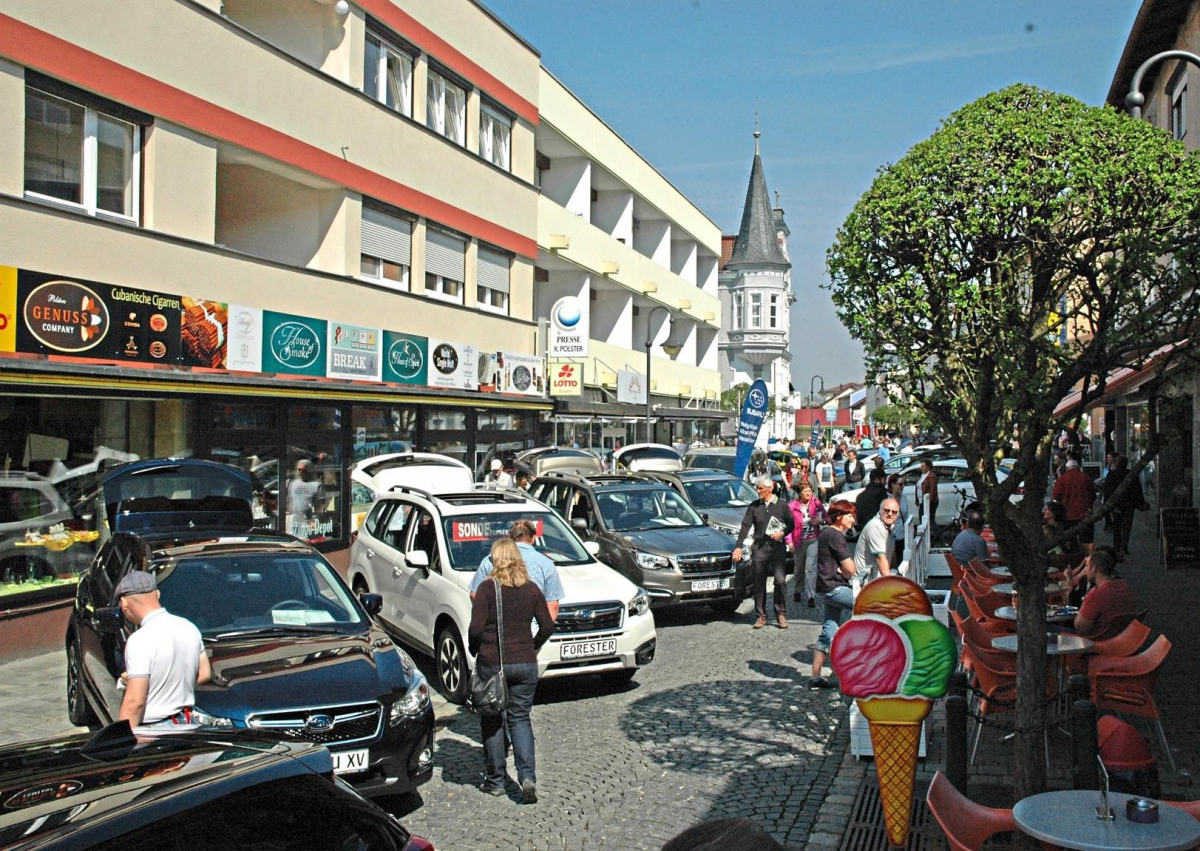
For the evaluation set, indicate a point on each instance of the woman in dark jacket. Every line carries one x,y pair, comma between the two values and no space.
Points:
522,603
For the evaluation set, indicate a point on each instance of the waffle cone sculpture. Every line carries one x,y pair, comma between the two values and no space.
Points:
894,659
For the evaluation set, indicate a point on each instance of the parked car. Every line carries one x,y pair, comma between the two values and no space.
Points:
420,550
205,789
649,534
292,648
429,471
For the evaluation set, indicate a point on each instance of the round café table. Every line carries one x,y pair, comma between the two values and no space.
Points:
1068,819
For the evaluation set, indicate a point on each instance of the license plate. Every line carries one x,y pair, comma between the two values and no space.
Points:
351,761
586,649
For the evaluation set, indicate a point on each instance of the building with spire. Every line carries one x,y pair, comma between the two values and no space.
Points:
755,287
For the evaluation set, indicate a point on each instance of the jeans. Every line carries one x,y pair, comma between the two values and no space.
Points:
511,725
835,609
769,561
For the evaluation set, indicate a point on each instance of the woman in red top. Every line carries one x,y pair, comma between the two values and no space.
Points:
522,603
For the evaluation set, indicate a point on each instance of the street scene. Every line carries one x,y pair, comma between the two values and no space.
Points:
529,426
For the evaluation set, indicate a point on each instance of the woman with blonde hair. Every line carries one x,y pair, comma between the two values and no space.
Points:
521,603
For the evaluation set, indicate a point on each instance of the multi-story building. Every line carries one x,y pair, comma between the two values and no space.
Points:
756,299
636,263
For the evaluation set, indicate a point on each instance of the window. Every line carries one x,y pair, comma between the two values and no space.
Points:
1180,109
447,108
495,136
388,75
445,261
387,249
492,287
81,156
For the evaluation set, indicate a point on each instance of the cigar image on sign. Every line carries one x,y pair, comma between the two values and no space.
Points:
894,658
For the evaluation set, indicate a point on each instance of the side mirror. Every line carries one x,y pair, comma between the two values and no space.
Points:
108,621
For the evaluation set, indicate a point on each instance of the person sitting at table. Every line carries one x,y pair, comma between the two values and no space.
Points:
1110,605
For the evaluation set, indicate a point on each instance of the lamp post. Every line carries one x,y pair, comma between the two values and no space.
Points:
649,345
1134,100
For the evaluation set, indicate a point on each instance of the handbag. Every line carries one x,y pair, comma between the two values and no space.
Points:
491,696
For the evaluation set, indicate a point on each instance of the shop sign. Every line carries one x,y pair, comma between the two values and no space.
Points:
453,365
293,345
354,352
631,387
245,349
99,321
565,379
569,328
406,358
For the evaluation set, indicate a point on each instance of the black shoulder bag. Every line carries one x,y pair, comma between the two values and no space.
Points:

##########

_Work to complete_
Retype all of the material above word for word, leaving out the pictures.

_Final answer_
For the evaluation set, indicate a point on each instance of the woman in dark jacket. Every line carries one x,y pair, comma between the two values and no space.
Points:
522,603
For the evaluation set, indicate a point on each instance of the waffle cone sculpture. Every line carries one x,y pair, comma between the two values and no space.
Points:
894,659
For the evaluation set, indicate a point on each instance of the parked car. Every line carries one x,y pair, comma between the two values and no space.
Points:
420,550
205,789
649,534
292,648
429,471
For the evaluation set, indicate a point on each instance of the round café table. Every line carries one x,y pair, comma between the two values and no space.
Points:
1068,819
For the evaluation set, indicate a point on each instance of the license plate. Every line carries one x,y pair, comma between the two values and no space.
Points:
351,761
586,649
For the evaluation set, indicate a point on each instance of the building with spire. Every line carries one x,y pair, comma between the two values and no space.
Points:
755,287
For the evaluation set, indicate a point on each instance of the jeans. Every line carries one x,y pair, comma between the two values and no space.
Points:
511,725
835,609
769,561
For the evaluation set, indicate a point on each instance of the woman in red top. Every line carries one x,y pair, comma between the two values and no space.
Points:
522,603
For the evaluation set, indicate a point on each instance of the street scene. Every line carries one x,y pair, comma between the two values and no space.
Points:
529,426
For the evaluation set, indicate a point on each instance of the woman with blonde hair. Every line carries one x,y pair, comma between the two values and no space.
Points:
521,603
For the evaluation set, indicate a point on each instance of the multi-story building. Every line carries one x,y pair, comma between the two values and no space.
Points:
756,299
636,263
For the evaluation set, indicate a point on each instance of the window. Every line carries one x,y pair, comma between the two values and no space.
Points:
1180,109
447,108
495,136
388,75
445,261
387,249
492,287
81,156
For the evaluation set, indicate a point on each instance of the cigar image on sign. Every line carries one x,y pair, comma between the two values and no space.
Points:
894,658
For the evaluation set, indicate a point on each instance of the side mirror. Every line carries one x,y pair, comma between the two values and no space.
Points:
108,621
For the evaluation set, indicate a point on each instance of the person sitting at table. Every line carries one x,y pair, comma between the two values and no space.
Points:
1110,605
For the evaluation set, indicate a point on each instance of the lamp post. Every line carries one x,y pair, comma between the two values and no space.
Points:
649,345
1134,100
For the evaluation set, indicate a point on each instance of the handbag. Every line carries one x,y pair, comma between the two values and no space.
Points:
491,696
For the evaluation set, indicate a point on each instance of the shop sign. Every line carries one x,y pair, comma between the two values and no space.
Points:
453,365
293,345
354,352
631,387
245,349
99,321
565,379
569,328
406,358
For the evaluation set, indicate a point on each instance of the black shoulder bag. Every line carries one x,y pair, comma between the two values and no space.
Points:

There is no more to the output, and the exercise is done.